WHAT YOU HAVE TO DO: Would you write out the listing verbatim and skip every picture in it?

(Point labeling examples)
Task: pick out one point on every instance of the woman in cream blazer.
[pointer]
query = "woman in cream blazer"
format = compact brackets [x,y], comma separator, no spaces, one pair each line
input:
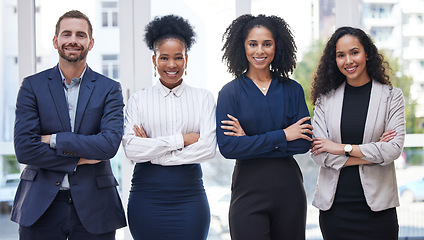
[350,66]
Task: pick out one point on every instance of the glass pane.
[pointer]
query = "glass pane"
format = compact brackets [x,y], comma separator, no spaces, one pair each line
[9,85]
[115,19]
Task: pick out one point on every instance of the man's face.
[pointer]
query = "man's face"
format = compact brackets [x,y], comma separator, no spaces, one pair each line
[73,41]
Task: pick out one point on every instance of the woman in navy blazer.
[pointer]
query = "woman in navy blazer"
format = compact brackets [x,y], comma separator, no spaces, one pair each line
[359,130]
[262,121]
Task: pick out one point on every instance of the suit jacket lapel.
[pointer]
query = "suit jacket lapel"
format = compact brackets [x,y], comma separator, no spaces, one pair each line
[59,99]
[373,108]
[86,88]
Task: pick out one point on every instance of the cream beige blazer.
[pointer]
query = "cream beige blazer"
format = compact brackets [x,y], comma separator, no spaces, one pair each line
[386,111]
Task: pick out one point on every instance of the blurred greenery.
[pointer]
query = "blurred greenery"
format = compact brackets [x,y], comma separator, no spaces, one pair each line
[11,165]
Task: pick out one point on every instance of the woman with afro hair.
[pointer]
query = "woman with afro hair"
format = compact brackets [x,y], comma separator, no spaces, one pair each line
[359,130]
[169,130]
[262,121]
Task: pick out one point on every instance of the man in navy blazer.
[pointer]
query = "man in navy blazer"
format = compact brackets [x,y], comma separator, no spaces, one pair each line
[69,123]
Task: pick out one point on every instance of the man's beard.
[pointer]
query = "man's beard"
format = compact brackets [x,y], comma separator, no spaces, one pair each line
[73,57]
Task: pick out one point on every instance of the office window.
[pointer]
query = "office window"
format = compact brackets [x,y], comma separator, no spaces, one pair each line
[109,14]
[110,66]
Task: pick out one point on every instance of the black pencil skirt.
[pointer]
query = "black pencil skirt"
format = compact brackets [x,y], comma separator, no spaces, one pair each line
[355,220]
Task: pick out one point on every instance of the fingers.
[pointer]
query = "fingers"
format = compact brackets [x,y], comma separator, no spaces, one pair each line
[387,136]
[233,126]
[232,118]
[302,120]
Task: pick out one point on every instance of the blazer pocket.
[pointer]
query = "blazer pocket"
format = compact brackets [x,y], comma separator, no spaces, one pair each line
[106,181]
[28,174]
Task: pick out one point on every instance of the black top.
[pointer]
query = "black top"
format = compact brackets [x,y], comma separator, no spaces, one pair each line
[354,115]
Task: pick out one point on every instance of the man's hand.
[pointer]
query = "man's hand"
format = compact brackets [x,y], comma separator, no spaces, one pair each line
[190,138]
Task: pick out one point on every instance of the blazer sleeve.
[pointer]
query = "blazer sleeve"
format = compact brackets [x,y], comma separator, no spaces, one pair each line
[27,135]
[170,150]
[104,144]
[325,159]
[384,153]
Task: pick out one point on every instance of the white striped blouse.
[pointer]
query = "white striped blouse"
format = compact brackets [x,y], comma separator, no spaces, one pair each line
[167,114]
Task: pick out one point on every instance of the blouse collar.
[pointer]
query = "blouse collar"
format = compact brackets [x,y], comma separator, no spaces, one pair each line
[177,91]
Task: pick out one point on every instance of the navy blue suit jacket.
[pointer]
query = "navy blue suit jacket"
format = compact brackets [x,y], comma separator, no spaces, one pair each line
[41,109]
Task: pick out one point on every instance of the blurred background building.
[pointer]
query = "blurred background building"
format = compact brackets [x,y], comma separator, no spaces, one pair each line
[397,27]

RESULT FOR THIS TASK:
Task: pick out one point on every instance of the woman in cream blazer.
[pointer]
query = "woman in cream blazer"
format = compact brackets [x,y], comma separator, no spaces, one pair each line
input:
[350,66]
Task: pick out one point on every instance of the glass pane.
[pointer]
query = "glass pane"
format = compact brackets [x,y], comma separator, no spaces, one pair each line
[9,85]
[115,19]
Task: pick out one point on every instance of the man's face.
[pointer]
query = "man's face"
format = compact brackets [x,y], comma separator, no spaces, one pair each line
[73,41]
Task: pick out one point on every instance of the woman in navy blazer.
[pointer]
query = "woman in navy blazer"
format = compact brackets [x,y], comma separator, no spaces, one pair each line
[359,130]
[262,121]
Task: pick out one point on every instance of the suit jacket lapel.
[pointer]
query = "suit jacket lapel"
format = compact brackets [x,y], comma separator, no spaces, one pair each line
[59,99]
[373,108]
[86,88]
Task: pick out one point on every instance of the cream beige blazer.
[pointer]
query = "cream beige blazer"
format = compact brackets [x,y], comma separator, no spaces, one pair each line
[386,111]
Task: pick out one point on every instance of the blurred greenery.
[pointer]
query = "blurred greenery"
format = compact brackets [x,y], comma separator, no spaces, one pair each line
[11,165]
Task: pick out one point on every instance of the woman with afro hair.
[pointer]
query = "woman with afro hair"
format = compact brackets [x,y], comma separator, no spaces, one pair each line
[359,130]
[169,130]
[262,121]
Task: pick out one point on every instance of the man in navy blazer.
[pointer]
query = "man in navy blazer"
format = compact brackets [x,y], comma separator, no spaces, one pair each line
[69,123]
Task: pick out one point on every instance of the man's beard.
[pointer]
query = "man's beard"
format = compact brackets [x,y], comma separator, no spaces, one pair each line
[73,57]
Task: pick out one point on every instance of the office window.
[pointer]
query = "office window"
format = compact brackets [x,y], comma separator, no spaces, one pair each line
[109,14]
[110,66]
Task: pick out one point on every instance of the black pencil skirt.
[pointer]
query = "black pencil skirt"
format = compact brackets [x,y], comma separator, no spaces, one pair each line
[355,220]
Task: pick out one point on every instance of the fingers.
[pointer]
query = "fingers"
format = compact brackets [x,y], comma separator, no spaces, one pair each line
[387,136]
[233,126]
[232,118]
[302,120]
Task: pick out one point on every instance of the blazer pocket.
[pointer]
query = "blazer pocket"
format = compact brackets [x,y], comma separator, no spaces, one pair each line
[106,181]
[28,174]
Task: pick out one point on every instance of the black top.
[pointer]
query = "black top"
format = compact brackets [x,y], comma separator, no spaces, one pair each line
[354,115]
Task: pick out one point on every instance of the man's hand.
[pointer]
query = "man's hand"
format = compact brackets [x,y], comma separator, no spaces, one pair each line
[190,138]
Task: pick out one point on every instance of the blazer sleeve.
[pointer]
query = "blazer sleeve"
format = compact brackets [x,y], comma separator, no spaces, one pair each line
[27,135]
[170,150]
[104,144]
[325,159]
[384,153]
Task: pick out one point on every instance of the white striped blouse.
[pointer]
query = "white striped blouse"
format = compact brackets [x,y], comma separator, no spaces, one pair each line
[167,114]
Task: pick out one point on every instance of the blouse collar.
[pointer]
query = "blouse collar"
format = compact brackets [x,y], comma separator, no spaces, one pair each line
[177,91]
Task: pick out one point on every instance of the navy blue suit jacket.
[pointer]
query = "navy blue suit jacket"
format = compact brackets [x,y], comma separator, no spaces, one pair each line
[41,109]
Task: pick out one point on every instance of the blurred background building.
[pointer]
query = "blurred background building"
format = compact brackets [x,y], comma separator, no spaces, one pair each line
[397,27]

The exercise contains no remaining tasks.